*Prompt*
Can you copy the records word for word, from the line containing "indicate the soccer player in red" through the end of the records, leaving out the pictures?

*Available data*
========================================
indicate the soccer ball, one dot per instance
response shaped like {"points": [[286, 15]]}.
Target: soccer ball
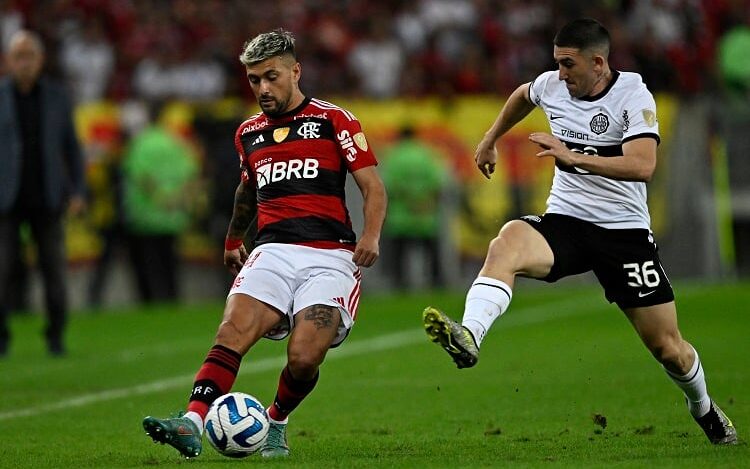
{"points": [[237, 425]]}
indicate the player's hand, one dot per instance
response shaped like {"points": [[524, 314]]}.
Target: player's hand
{"points": [[552, 146], [235, 259], [486, 157], [366, 252]]}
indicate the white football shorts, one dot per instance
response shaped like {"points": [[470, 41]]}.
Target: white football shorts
{"points": [[291, 277]]}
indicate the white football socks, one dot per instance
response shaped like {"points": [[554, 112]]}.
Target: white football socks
{"points": [[693, 385], [486, 301], [196, 418]]}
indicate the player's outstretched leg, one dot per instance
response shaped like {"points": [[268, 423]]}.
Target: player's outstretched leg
{"points": [[276, 445], [178, 432], [718, 427], [452, 336]]}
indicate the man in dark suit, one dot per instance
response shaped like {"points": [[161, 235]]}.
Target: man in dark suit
{"points": [[41, 177]]}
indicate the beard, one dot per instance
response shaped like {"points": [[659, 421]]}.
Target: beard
{"points": [[273, 107]]}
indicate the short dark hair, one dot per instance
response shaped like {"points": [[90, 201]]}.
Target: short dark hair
{"points": [[584, 33], [266, 45]]}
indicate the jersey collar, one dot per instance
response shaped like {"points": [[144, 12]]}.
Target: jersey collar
{"points": [[290, 113], [602, 93]]}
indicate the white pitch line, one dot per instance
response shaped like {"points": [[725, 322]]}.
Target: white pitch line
{"points": [[395, 340]]}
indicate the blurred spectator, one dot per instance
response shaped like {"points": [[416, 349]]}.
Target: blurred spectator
{"points": [[42, 176], [157, 170], [87, 60], [11, 21], [734, 66], [368, 48], [377, 61], [105, 213], [415, 177]]}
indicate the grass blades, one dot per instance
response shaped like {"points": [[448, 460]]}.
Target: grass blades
{"points": [[563, 381]]}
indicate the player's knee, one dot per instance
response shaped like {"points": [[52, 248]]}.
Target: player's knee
{"points": [[303, 364], [668, 353], [503, 249]]}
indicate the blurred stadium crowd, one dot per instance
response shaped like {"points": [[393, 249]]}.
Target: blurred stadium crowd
{"points": [[120, 56], [187, 49]]}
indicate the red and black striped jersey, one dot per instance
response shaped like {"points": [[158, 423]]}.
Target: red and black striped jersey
{"points": [[298, 162]]}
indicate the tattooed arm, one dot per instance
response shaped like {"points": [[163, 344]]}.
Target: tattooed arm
{"points": [[243, 216]]}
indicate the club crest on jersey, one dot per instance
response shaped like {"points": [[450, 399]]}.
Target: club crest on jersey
{"points": [[279, 135], [306, 168], [309, 130], [599, 124]]}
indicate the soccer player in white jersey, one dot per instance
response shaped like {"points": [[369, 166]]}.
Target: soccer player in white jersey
{"points": [[604, 135]]}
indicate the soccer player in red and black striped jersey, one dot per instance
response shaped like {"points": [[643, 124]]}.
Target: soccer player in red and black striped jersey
{"points": [[302, 277]]}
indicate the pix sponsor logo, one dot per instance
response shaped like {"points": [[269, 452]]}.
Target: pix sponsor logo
{"points": [[349, 143]]}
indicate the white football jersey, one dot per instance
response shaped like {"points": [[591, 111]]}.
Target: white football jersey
{"points": [[598, 125]]}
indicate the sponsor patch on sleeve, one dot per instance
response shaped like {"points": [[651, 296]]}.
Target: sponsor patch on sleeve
{"points": [[361, 141]]}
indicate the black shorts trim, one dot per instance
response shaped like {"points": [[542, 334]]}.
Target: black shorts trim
{"points": [[625, 261]]}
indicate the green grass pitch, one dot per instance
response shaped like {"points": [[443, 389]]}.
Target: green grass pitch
{"points": [[560, 362]]}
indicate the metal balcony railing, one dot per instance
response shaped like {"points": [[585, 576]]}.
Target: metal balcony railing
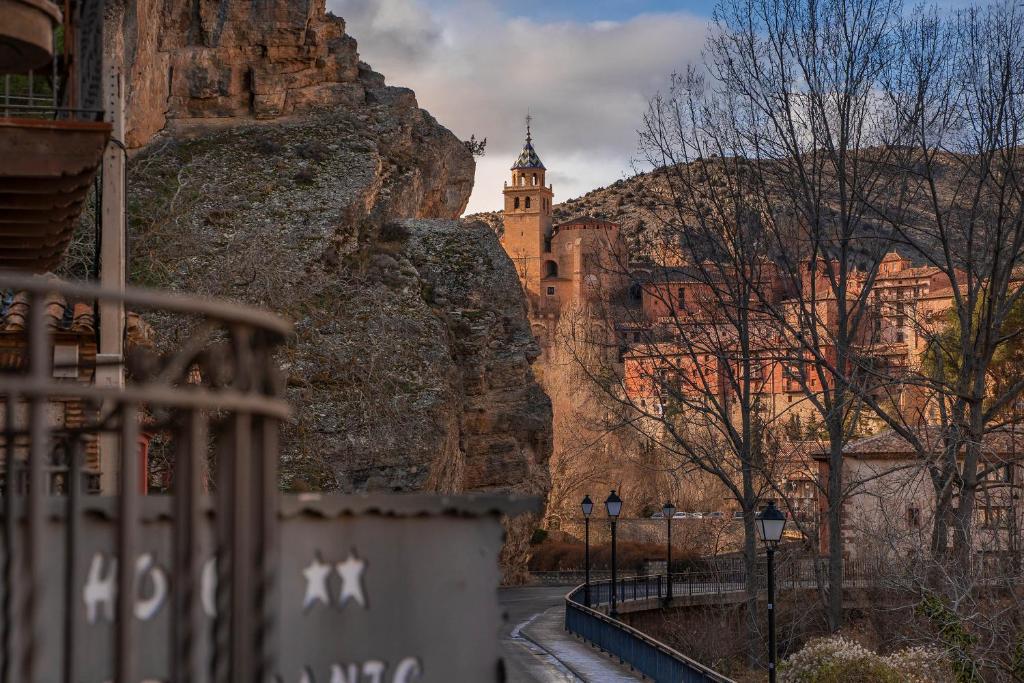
{"points": [[213, 397]]}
========================================
*Solution for this task*
indicate the soccer player in red and black striped jersey, one dot per instance
response shaped like {"points": [[643, 124]]}.
Target: soccer player in red and black striped jersey
{"points": [[302, 277]]}
indicate the pix sponsor logo, one dot per instance
response shaped like {"points": [[269, 452]]}.
Target: pix sponsor logo
{"points": [[349, 143]]}
indicate the white football jersey, one dot per instance
response shaped like {"points": [[591, 111]]}.
Target: white football jersey
{"points": [[598, 125]]}
indicate the sponsor patch on sleeve, one dot per instance
response shaped like {"points": [[651, 296]]}.
Target: sponsor patch on sleeve
{"points": [[361, 141]]}
indicate the black shorts trim, one dot per instance
response shaped like {"points": [[542, 334]]}.
Target: black shorts trim
{"points": [[625, 261]]}
indicate the green grass pitch, one dot per instance
response shaped like {"points": [[443, 389]]}.
Target: green grass pitch
{"points": [[560, 362]]}
indicate the metal balcony railing, one dot per instance
response shaped like {"points": [[585, 576]]}.
Target: metal balcony railing
{"points": [[213, 397]]}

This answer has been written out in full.